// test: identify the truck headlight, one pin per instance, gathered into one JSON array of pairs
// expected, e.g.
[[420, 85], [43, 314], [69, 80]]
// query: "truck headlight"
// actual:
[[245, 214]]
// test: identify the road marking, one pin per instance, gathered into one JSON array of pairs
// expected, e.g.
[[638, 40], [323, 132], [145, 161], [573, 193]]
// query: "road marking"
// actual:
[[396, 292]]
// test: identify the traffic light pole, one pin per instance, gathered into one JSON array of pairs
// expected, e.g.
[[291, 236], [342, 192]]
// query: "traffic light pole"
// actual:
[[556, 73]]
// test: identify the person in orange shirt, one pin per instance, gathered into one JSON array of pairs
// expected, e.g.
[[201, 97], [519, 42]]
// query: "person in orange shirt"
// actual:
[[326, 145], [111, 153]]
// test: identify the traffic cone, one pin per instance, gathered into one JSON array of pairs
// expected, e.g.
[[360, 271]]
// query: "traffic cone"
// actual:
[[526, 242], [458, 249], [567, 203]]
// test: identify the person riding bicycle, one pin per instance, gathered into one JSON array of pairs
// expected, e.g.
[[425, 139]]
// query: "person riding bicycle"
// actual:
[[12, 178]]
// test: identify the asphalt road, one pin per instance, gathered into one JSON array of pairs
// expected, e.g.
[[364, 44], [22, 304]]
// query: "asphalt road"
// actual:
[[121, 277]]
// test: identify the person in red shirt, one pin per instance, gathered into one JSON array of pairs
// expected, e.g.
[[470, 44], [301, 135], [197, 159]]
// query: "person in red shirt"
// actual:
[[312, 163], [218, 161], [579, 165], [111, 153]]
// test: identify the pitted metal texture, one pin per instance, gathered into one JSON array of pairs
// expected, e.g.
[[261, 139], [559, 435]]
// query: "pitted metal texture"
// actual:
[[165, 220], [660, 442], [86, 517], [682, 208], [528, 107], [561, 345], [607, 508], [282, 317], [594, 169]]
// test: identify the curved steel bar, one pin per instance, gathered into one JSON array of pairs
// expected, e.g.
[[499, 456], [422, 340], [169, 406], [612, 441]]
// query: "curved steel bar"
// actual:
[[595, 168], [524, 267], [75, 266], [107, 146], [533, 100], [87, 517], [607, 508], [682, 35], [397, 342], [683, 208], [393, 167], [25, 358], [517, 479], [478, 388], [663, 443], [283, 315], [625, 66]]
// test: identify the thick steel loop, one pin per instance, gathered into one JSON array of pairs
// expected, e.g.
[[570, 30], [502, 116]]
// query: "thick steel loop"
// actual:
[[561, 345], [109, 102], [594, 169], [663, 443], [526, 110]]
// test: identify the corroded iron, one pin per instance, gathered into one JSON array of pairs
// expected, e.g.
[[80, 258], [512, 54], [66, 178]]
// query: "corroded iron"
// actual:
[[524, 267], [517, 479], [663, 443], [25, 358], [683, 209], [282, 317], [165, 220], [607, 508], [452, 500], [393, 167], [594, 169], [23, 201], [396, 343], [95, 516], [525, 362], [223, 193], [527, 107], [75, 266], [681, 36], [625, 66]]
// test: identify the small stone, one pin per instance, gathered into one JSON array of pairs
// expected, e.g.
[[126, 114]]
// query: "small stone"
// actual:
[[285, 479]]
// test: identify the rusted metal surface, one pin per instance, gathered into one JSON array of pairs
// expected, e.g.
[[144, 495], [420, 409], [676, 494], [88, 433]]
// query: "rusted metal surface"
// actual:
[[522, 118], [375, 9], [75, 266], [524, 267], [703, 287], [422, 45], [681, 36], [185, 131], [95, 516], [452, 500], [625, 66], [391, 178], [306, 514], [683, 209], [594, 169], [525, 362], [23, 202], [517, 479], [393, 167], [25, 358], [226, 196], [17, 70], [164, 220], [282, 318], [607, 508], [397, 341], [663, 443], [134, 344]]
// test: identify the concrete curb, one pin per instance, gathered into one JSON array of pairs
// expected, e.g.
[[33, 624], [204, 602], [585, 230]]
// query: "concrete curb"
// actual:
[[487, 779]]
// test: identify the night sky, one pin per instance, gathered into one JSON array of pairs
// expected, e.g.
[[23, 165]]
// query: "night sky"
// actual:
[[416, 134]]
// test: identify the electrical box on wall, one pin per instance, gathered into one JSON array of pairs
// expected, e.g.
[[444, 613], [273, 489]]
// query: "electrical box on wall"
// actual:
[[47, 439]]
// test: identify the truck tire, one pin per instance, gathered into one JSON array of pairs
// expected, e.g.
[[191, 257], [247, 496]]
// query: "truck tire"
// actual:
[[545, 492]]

========================

◆ **GOAL OF THE EXERCISE**
Rewrite all of the entries above, putting "marker" wherever "pin" occurs and keeping every other character as it is.

◆ **SOLUTION FOR THIS TASK**
// test: identify the truck headlight, one marker per instance, gathered into one JSON array of pairs
// expected, e.g.
[[420, 85], [43, 314], [69, 80]]
// query: "truck headlight"
// actual:
[[245, 214]]
// test: identify the road marking, one marker per instance, gathered into one JSON array of pairs
// expected, e.g.
[[638, 40], [323, 132], [145, 161], [573, 193]]
// query: "road marking"
// actual:
[[396, 292]]
// test: identify the traffic light pole, one marker per instance, gathered into one JSON array of pairs
// expected, e.g.
[[291, 236], [342, 192]]
// query: "traffic light pole"
// actual:
[[556, 73]]
// test: identify the person in orange shirt, one marker per instance, gathered into one JSON array of pairs
// expected, e.g.
[[201, 97], [519, 42]]
// query: "person in orange shirt"
// actual:
[[326, 145], [111, 153]]
// test: identify the traffic cone, one marker per instance, gathered into one JSON array of pairs
// expected, e.g.
[[360, 271]]
// query: "traffic cone"
// actual:
[[526, 242], [458, 249], [567, 203]]
// test: identify the person riding bicycle, one marker per instance, gathered into one JSON array of pairs
// expected, e.g.
[[425, 139]]
// query: "person riding bicycle"
// actual:
[[12, 178]]
// test: identify the asphalt road, one marker per instance, gathered into one JSON array of pairs
// expected, e.g.
[[364, 44], [22, 304]]
// query: "asphalt road"
// actual:
[[121, 277]]
// test: identify the person in red shirt, one marker per instance, gathered into one JSON array of pairs
// expected, e.g.
[[470, 44], [301, 135], [197, 159]]
// query: "person in red shirt"
// actual:
[[312, 163], [218, 161], [579, 165], [111, 153]]
// test: identify the pitted metal texture, one marker per instance, gathered into one JSON array of pairs
// expected, e.g.
[[261, 139], [559, 435]]
// query: "pitted metal texture"
// actual:
[[165, 220], [660, 442], [86, 517], [682, 208], [528, 107], [561, 345], [607, 508], [282, 317], [594, 169]]
// test: identify the curved steel bar, one marker per instance, gathered into one JSON array of pairs
// expected, e.g.
[[499, 456], [422, 340], [169, 406], [612, 441]]
// query: "curved steel bar"
// actual:
[[595, 168], [524, 267], [75, 266], [107, 146], [533, 100], [87, 517], [607, 508], [682, 35], [397, 342], [683, 208], [393, 167], [25, 358], [517, 479], [478, 388], [663, 443], [283, 315], [625, 66]]
// test: identify the thick steel loop, one marker per instance, gathered into one JSON array of pairs
// expected, e.g.
[[570, 30], [502, 116]]
// query: "thick steel loop"
// actual:
[[561, 345], [109, 102], [594, 169], [663, 443], [526, 110]]
// test: identify the corroded iron, one marker per instance, gathered into one JSON array of pairs
// expected, e.g.
[[80, 258], [512, 54], [66, 178]]
// query: "corroded iron"
// actual:
[[524, 267], [517, 479], [663, 443], [25, 358], [683, 209], [282, 317], [165, 220], [607, 508], [452, 500], [393, 167], [594, 169], [23, 201], [396, 343], [95, 516], [525, 362], [223, 193], [527, 107], [75, 266], [681, 36], [625, 66]]
// test: identify the small stone, one marker per instance, gathered into one JSON array of pairs
// expected, e.g.
[[126, 114]]
// query: "small stone"
// actual:
[[285, 479]]
// test: identify the rusted metal surface, one marker per instance, gathered into one JSON array of pairs
// expected, e.g.
[[144, 495], [420, 409], [676, 494], [88, 433]]
// query: "rusted metal surface"
// actual:
[[522, 118], [375, 9], [75, 266], [524, 267], [703, 287], [422, 45], [681, 36], [185, 131], [95, 516], [452, 500], [625, 66], [391, 178], [306, 514], [683, 209], [594, 169], [525, 362], [23, 202], [517, 479], [393, 167], [25, 358], [226, 196], [17, 70], [164, 220], [282, 318], [607, 508], [397, 341], [663, 443], [134, 344]]
// test: identify the concrete curb, one marker per instance, gathered into one JSON array of pairs
// expected, e.g.
[[33, 624], [204, 602], [585, 230]]
// query: "concrete curb"
// actual:
[[487, 779]]
// test: identify the night sky, one marker per instance, gathered into one JSON array of pairs
// expected, e.g.
[[23, 165]]
// query: "night sky"
// actual:
[[416, 134]]
// test: identify the electrical box on wall, one marker per instance, gathered into one JSON array of pairs
// expected, e.g.
[[444, 613], [273, 489]]
// query: "electrical box on wall"
// actual:
[[47, 439]]
// test: identify the truck tire, one marker per instance, gathered into one JSON array of pairs
// expected, e.g.
[[191, 257], [247, 496]]
// query: "truck tire"
// actual:
[[545, 492]]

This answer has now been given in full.